What is required: Find the string "wood" in the entries and copy each line that has it.

Dataset content:
⟨
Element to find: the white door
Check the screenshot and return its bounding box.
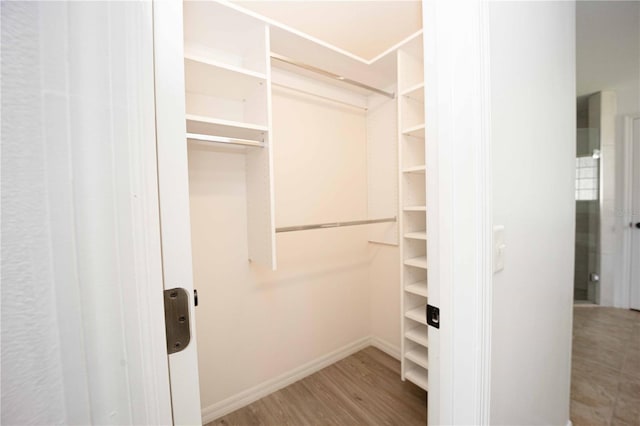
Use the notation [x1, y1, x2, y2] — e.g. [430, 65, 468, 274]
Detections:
[630, 117, 640, 310]
[153, 1, 203, 424]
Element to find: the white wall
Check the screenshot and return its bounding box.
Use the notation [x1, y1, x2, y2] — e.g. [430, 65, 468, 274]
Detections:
[191, 86, 382, 419]
[1, 3, 67, 423]
[1, 2, 171, 424]
[488, 2, 575, 424]
[576, 1, 640, 307]
[369, 244, 401, 356]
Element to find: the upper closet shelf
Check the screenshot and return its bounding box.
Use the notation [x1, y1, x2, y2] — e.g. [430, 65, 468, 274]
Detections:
[268, 25, 399, 93]
[183, 1, 269, 75]
[271, 53, 394, 99]
[401, 82, 424, 101]
[402, 123, 425, 138]
[186, 114, 268, 142]
[184, 55, 266, 101]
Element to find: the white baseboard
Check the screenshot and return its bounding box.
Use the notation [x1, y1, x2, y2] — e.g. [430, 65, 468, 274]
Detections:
[201, 336, 372, 424]
[567, 420, 573, 426]
[370, 336, 401, 360]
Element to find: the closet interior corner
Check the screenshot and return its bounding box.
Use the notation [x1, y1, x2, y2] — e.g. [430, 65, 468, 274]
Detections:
[177, 0, 433, 422]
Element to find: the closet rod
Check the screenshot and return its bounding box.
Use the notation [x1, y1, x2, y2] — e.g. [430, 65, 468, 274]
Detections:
[186, 133, 264, 148]
[270, 53, 395, 99]
[271, 82, 367, 111]
[276, 217, 396, 233]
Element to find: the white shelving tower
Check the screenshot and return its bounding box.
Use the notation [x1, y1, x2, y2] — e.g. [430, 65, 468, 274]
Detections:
[398, 35, 428, 391]
[183, 2, 277, 269]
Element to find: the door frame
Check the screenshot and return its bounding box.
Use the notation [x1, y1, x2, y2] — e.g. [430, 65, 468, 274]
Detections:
[138, 0, 495, 424]
[152, 0, 203, 424]
[621, 115, 640, 308]
[423, 0, 493, 424]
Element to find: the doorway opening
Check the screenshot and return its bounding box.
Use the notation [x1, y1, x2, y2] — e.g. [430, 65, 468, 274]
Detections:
[573, 104, 600, 305]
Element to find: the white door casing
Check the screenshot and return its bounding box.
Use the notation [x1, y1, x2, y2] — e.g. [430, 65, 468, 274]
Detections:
[423, 0, 493, 424]
[150, 0, 496, 423]
[626, 117, 640, 310]
[153, 1, 203, 424]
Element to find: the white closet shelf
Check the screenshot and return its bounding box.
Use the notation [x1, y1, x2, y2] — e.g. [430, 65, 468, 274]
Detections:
[186, 133, 263, 148]
[401, 82, 424, 101]
[184, 55, 266, 100]
[403, 205, 426, 212]
[405, 280, 428, 297]
[402, 124, 425, 138]
[405, 305, 427, 325]
[186, 115, 267, 142]
[405, 346, 429, 369]
[185, 52, 267, 80]
[402, 165, 426, 173]
[405, 366, 428, 391]
[405, 326, 428, 347]
[404, 231, 426, 241]
[404, 256, 427, 269]
[269, 25, 397, 94]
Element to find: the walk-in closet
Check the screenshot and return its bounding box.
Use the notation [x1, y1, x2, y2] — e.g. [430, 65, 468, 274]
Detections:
[155, 2, 434, 424]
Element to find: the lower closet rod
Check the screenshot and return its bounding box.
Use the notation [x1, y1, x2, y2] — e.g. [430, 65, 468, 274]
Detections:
[276, 217, 396, 233]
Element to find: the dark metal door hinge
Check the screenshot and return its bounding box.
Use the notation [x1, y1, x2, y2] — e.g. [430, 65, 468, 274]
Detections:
[164, 288, 191, 354]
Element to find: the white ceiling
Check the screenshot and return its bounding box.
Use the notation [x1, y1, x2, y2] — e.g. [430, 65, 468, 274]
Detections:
[231, 1, 422, 60]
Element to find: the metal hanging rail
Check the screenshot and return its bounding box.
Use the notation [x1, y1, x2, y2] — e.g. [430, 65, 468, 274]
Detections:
[271, 81, 368, 111]
[276, 217, 397, 233]
[186, 133, 264, 148]
[270, 53, 395, 99]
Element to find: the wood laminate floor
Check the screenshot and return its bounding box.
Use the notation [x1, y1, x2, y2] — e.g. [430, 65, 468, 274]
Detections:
[207, 347, 427, 426]
[571, 307, 640, 426]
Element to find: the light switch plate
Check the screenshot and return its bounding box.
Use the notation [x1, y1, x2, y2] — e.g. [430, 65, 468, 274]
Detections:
[493, 225, 505, 273]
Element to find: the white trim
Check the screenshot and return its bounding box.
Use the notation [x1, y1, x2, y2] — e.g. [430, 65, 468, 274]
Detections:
[567, 420, 573, 426]
[476, 2, 494, 424]
[422, 1, 441, 420]
[126, 2, 174, 422]
[152, 1, 203, 424]
[200, 337, 372, 423]
[370, 337, 402, 360]
[368, 30, 424, 65]
[423, 0, 493, 424]
[621, 115, 638, 309]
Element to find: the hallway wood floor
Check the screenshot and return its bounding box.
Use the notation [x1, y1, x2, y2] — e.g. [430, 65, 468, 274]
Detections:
[571, 307, 640, 426]
[208, 307, 640, 426]
[207, 347, 427, 426]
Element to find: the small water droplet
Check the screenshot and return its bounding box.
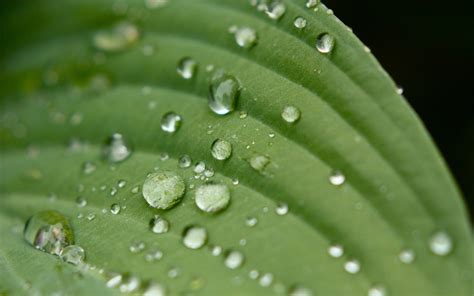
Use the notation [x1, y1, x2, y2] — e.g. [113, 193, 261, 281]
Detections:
[86, 213, 96, 221]
[239, 111, 248, 119]
[224, 250, 244, 269]
[93, 22, 139, 52]
[211, 245, 223, 256]
[145, 249, 163, 262]
[178, 155, 192, 168]
[117, 179, 127, 188]
[265, 1, 286, 20]
[60, 245, 85, 265]
[429, 231, 453, 256]
[245, 217, 258, 227]
[399, 249, 415, 264]
[249, 155, 270, 172]
[208, 74, 240, 115]
[76, 196, 87, 208]
[150, 215, 170, 234]
[168, 267, 180, 278]
[110, 187, 118, 197]
[23, 211, 74, 255]
[294, 17, 307, 29]
[306, 0, 318, 8]
[142, 171, 185, 209]
[249, 270, 259, 280]
[119, 275, 140, 293]
[289, 285, 313, 296]
[259, 273, 273, 287]
[143, 282, 166, 296]
[344, 259, 360, 274]
[316, 33, 335, 53]
[231, 26, 258, 49]
[129, 241, 146, 253]
[232, 178, 240, 185]
[177, 57, 198, 79]
[110, 203, 121, 215]
[145, 0, 168, 9]
[368, 285, 387, 296]
[328, 244, 344, 258]
[275, 202, 289, 215]
[161, 112, 182, 133]
[106, 273, 123, 288]
[329, 170, 345, 186]
[102, 133, 132, 163]
[182, 226, 207, 249]
[131, 186, 140, 194]
[281, 105, 301, 123]
[211, 139, 232, 161]
[82, 161, 97, 175]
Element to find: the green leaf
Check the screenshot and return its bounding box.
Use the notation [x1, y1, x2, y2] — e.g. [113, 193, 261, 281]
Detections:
[0, 0, 472, 295]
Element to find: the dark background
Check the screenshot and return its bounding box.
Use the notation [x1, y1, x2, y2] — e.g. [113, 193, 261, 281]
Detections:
[324, 0, 474, 221]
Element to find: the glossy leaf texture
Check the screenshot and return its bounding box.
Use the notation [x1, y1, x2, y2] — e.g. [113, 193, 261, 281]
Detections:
[0, 0, 472, 295]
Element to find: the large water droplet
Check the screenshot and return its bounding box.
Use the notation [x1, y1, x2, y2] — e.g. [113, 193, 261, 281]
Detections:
[150, 215, 170, 234]
[177, 57, 198, 79]
[294, 17, 307, 29]
[208, 74, 240, 115]
[231, 26, 258, 49]
[142, 171, 185, 209]
[265, 1, 286, 20]
[60, 245, 85, 265]
[429, 231, 453, 256]
[24, 211, 74, 255]
[161, 112, 182, 133]
[102, 133, 132, 163]
[93, 22, 139, 52]
[224, 250, 244, 269]
[344, 259, 360, 274]
[182, 226, 207, 249]
[211, 139, 232, 160]
[195, 183, 231, 213]
[316, 33, 335, 53]
[281, 105, 301, 123]
[398, 249, 415, 264]
[328, 244, 344, 258]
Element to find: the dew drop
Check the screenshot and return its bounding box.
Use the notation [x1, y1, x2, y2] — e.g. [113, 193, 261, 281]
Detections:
[194, 161, 206, 174]
[82, 161, 97, 175]
[177, 57, 198, 79]
[60, 245, 85, 265]
[76, 196, 87, 208]
[231, 26, 258, 49]
[182, 226, 207, 249]
[259, 273, 274, 287]
[23, 210, 74, 255]
[145, 0, 168, 9]
[249, 155, 270, 172]
[306, 0, 318, 8]
[294, 17, 307, 29]
[368, 285, 387, 296]
[161, 112, 182, 133]
[344, 259, 360, 274]
[289, 285, 313, 296]
[281, 105, 301, 123]
[93, 22, 139, 52]
[232, 178, 240, 185]
[211, 139, 232, 160]
[329, 170, 345, 186]
[102, 133, 132, 163]
[275, 203, 289, 215]
[142, 171, 185, 209]
[106, 273, 123, 288]
[168, 267, 180, 278]
[429, 231, 453, 256]
[119, 275, 140, 293]
[118, 179, 127, 188]
[178, 155, 192, 168]
[328, 244, 344, 258]
[131, 186, 140, 194]
[265, 1, 286, 20]
[224, 250, 244, 269]
[246, 217, 258, 227]
[316, 33, 335, 54]
[195, 183, 231, 213]
[143, 282, 166, 296]
[145, 249, 164, 262]
[249, 270, 259, 280]
[150, 215, 170, 234]
[211, 245, 223, 256]
[399, 249, 415, 264]
[110, 203, 121, 215]
[208, 74, 240, 115]
[86, 213, 96, 221]
[129, 241, 146, 253]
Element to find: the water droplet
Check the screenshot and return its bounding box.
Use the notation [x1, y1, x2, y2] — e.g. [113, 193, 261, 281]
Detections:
[179, 155, 192, 168]
[86, 213, 95, 221]
[289, 285, 313, 296]
[211, 139, 232, 160]
[399, 249, 415, 264]
[60, 245, 85, 265]
[93, 22, 139, 52]
[195, 183, 231, 213]
[161, 112, 182, 133]
[316, 33, 335, 54]
[142, 171, 185, 209]
[259, 273, 273, 287]
[82, 161, 97, 175]
[177, 57, 198, 79]
[129, 241, 146, 253]
[239, 111, 248, 119]
[329, 170, 345, 186]
[117, 179, 127, 188]
[110, 203, 121, 215]
[344, 259, 360, 274]
[368, 285, 387, 296]
[150, 215, 169, 234]
[110, 187, 118, 197]
[275, 203, 288, 215]
[106, 273, 123, 288]
[211, 245, 223, 256]
[143, 282, 166, 296]
[182, 226, 207, 249]
[131, 186, 140, 194]
[281, 105, 301, 123]
[429, 231, 453, 256]
[208, 74, 240, 115]
[119, 275, 140, 293]
[24, 211, 74, 255]
[249, 270, 259, 280]
[265, 1, 286, 20]
[245, 217, 258, 227]
[232, 178, 240, 185]
[294, 17, 307, 29]
[231, 26, 258, 49]
[145, 249, 163, 262]
[306, 0, 318, 8]
[168, 267, 180, 278]
[145, 0, 168, 9]
[76, 196, 87, 208]
[102, 133, 132, 163]
[194, 161, 206, 174]
[249, 155, 270, 172]
[328, 244, 344, 258]
[224, 250, 244, 269]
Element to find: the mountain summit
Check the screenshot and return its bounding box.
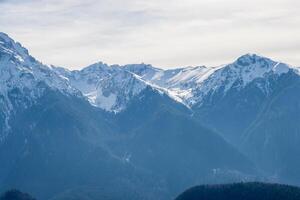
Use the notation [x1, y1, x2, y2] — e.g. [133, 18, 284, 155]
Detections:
[0, 33, 77, 141]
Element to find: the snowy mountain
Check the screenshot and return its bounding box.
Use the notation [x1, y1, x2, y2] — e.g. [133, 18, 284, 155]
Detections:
[188, 54, 300, 186]
[52, 53, 297, 114]
[123, 54, 297, 108]
[101, 54, 300, 186]
[53, 63, 149, 112]
[0, 33, 260, 200]
[0, 33, 168, 200]
[2, 32, 300, 199]
[1, 32, 295, 117]
[54, 62, 220, 112]
[188, 54, 298, 142]
[53, 63, 187, 112]
[0, 32, 78, 142]
[123, 64, 218, 101]
[188, 54, 294, 106]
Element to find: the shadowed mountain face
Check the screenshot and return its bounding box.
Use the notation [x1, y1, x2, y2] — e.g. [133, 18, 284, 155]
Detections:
⟩
Expected output:
Element to find: the wood laminate floor
Element to find: the hallway wood floor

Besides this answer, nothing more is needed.